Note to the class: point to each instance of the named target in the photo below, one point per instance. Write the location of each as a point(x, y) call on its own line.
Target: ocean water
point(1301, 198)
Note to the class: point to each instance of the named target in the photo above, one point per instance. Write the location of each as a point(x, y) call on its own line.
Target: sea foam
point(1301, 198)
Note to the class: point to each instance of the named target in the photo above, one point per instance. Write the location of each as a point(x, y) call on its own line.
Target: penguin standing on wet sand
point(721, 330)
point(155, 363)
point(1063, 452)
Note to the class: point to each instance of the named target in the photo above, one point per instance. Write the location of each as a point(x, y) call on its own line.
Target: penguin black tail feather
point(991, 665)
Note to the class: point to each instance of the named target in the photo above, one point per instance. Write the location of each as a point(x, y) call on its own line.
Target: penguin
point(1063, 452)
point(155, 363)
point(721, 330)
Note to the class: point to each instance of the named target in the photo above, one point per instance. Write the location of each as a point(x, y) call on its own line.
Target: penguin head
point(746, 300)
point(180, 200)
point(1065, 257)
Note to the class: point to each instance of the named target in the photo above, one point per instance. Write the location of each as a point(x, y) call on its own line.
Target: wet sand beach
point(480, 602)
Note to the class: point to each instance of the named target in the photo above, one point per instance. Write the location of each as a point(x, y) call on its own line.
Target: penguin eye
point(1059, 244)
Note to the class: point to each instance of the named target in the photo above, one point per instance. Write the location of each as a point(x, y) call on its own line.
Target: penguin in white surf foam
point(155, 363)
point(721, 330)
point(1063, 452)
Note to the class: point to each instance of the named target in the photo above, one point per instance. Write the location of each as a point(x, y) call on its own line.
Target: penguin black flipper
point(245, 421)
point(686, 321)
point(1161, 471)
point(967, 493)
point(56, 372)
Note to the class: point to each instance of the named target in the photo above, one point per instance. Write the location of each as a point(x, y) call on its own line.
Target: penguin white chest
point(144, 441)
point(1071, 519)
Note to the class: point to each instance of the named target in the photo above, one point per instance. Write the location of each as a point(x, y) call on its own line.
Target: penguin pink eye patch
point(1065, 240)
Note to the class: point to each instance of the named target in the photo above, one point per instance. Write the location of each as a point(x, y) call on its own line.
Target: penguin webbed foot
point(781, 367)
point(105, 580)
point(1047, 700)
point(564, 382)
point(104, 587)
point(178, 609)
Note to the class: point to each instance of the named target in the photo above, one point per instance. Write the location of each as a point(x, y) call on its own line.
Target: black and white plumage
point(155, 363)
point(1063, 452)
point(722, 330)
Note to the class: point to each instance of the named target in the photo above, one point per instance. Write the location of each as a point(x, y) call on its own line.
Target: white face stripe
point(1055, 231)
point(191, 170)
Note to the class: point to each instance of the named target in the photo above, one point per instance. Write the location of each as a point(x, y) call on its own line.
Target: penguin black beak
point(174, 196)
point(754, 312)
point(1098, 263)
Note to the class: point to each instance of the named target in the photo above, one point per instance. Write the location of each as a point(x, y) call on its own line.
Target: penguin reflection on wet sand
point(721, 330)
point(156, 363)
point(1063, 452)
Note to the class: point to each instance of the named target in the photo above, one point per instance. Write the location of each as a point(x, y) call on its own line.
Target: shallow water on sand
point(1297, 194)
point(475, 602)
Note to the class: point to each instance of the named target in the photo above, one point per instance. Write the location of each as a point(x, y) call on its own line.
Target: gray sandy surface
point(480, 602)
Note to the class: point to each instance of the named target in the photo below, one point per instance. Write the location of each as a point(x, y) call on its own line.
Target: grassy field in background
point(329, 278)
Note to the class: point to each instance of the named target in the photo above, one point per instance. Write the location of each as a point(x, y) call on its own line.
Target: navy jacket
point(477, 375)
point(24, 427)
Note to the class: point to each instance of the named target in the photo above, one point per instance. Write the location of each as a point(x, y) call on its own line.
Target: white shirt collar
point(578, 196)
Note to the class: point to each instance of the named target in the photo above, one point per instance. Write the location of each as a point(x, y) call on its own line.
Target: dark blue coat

- - -

▸ Task instructions:
Using the data above, return each line exactly as written.

▸ Solution to the problem:
Note to the class: point to each instance of the named target in the photo below, one point per instance. Write the location of each as a point(x, y) call on its own line.
Target: ocean water
point(1301, 198)
Note to the class: point to each instance of the named target in the photo above, one point per instance. Write the location of each as a point(x, y) call on its own line.
Target: sea foam
point(1301, 198)
Note to the class: point to each instance of the named target in the photo above, one point per instance. Write the location of each as a point(x, y) call on its own line.
Target: penguin standing on wet sand
point(721, 330)
point(155, 363)
point(1063, 452)
Note to the class: point to each instance of the named target in the photo above, one point per instance. Write the location of each as a point(x, y) call on its own line.
Target: penguin black tail feather
point(991, 665)
Note to the class: point to each instance of the named target in the photo above, one point per instance. Write the location of each as a point(x, y) call on its own line.
Target: penguin
point(1063, 452)
point(155, 363)
point(721, 330)
Note to the class: point to each instance of the named target in the photo above, one point per instance. Write the location of each as a point(x, y) call on its own line.
Target: penguin head
point(746, 300)
point(180, 200)
point(1065, 257)
Note to the class: point to each instance of the named target in the photo above, one point per instance. Write the location of each as a point(x, y) call on its own line.
Target: wet sand beach
point(480, 602)
Note to the class: point to each instance of the named target in the photo above, one point per instance. Write the location of each as a point(x, y) call on its own line.
Target: penguin eye
point(1059, 244)
Note to the class: point to each instance of the named target in the photo above, one point per instance. Write the location of each as a point(x, y) call on its own line.
Target: penguin in white surf foam
point(155, 363)
point(721, 330)
point(1063, 452)
Note to the class: point to each instance of the named target in the photo above, one point per instance. Write the location of each as a point(x, y) call on its own line.
Target: penguin black flipper
point(245, 421)
point(686, 321)
point(1161, 471)
point(967, 493)
point(56, 372)
Note to the class: point to each instance of the named target in the photo above, one point per instance. Write the location of each as a point(x, y) call on its own line.
Target: penguin white chest
point(144, 441)
point(1071, 519)
Note to the class: point to each instance of the named target in the photo above, one point per instance. Write the location of each as a point(x, y) call on its own line.
Target: penguin pink eye patch
point(1065, 240)
Note to the class: point to each instance of the named target in the photo above, one point per instance. Write the location of each as a point(x, y) call on its own line.
Target: penguin webbed foot
point(781, 367)
point(105, 580)
point(1047, 700)
point(564, 382)
point(104, 587)
point(178, 609)
Note to the class: point to each instance of the named target in the photo above, one point per instance. Write the location of each as a point(x, y) call on its own line.
Target: black and white plumage
point(155, 363)
point(1063, 452)
point(722, 330)
Note to the class: point to each instance of the named target in the photo above, one point per instance. Write the location of each as a point(x, y) call on its own line.
Target: white face stripe
point(1055, 231)
point(191, 170)
Note to the class: point to each instance of the named target in the photo above, one point per instance. Write the location of each as a point(x, y) call on its own line.
Target: penguin black beak
point(174, 196)
point(754, 312)
point(1098, 263)
Note to the class: point to each instance of the named target in the photo above, one point per instance. Write the location of each as a point(x, y) call on its own line.
Target: penguin reflection on wet sand
point(721, 330)
point(156, 363)
point(1063, 452)
Note to the class: point to each instance of the named target in the photo above, one point per instance. Write the location of each as a point(x, y) call on its own line.
Target: shallow water on sand
point(1297, 194)
point(475, 602)
Note to the class: point to each instance of the named target in the photo above, one point per instance. Write the location of each as a point(x, y) call on its own line.
Target: gray sandy surface
point(480, 602)
Note to the class: point to each instance of the named target in the photo below, one point per instance. Write the location of each as a point(x, y) call on its own line.
Target: grassy field in background
point(329, 278)
Note to the class: point to each instance of the named target in the photo above, one point per instance. Write the location of each as a point(x, y) call on its own line.
Target: navy jacket
point(477, 375)
point(24, 427)
Note to the class: point to each instance of the named target in the photo above, one point per instance. Write the location of each as a point(x, y) call on its own line.
Target: white shirt collar
point(578, 196)
Note to the class: point to each instance of the named target in the photo above, one point per instance. Write the location of each as a point(x, y) call on its own line.
Target: dark blue coat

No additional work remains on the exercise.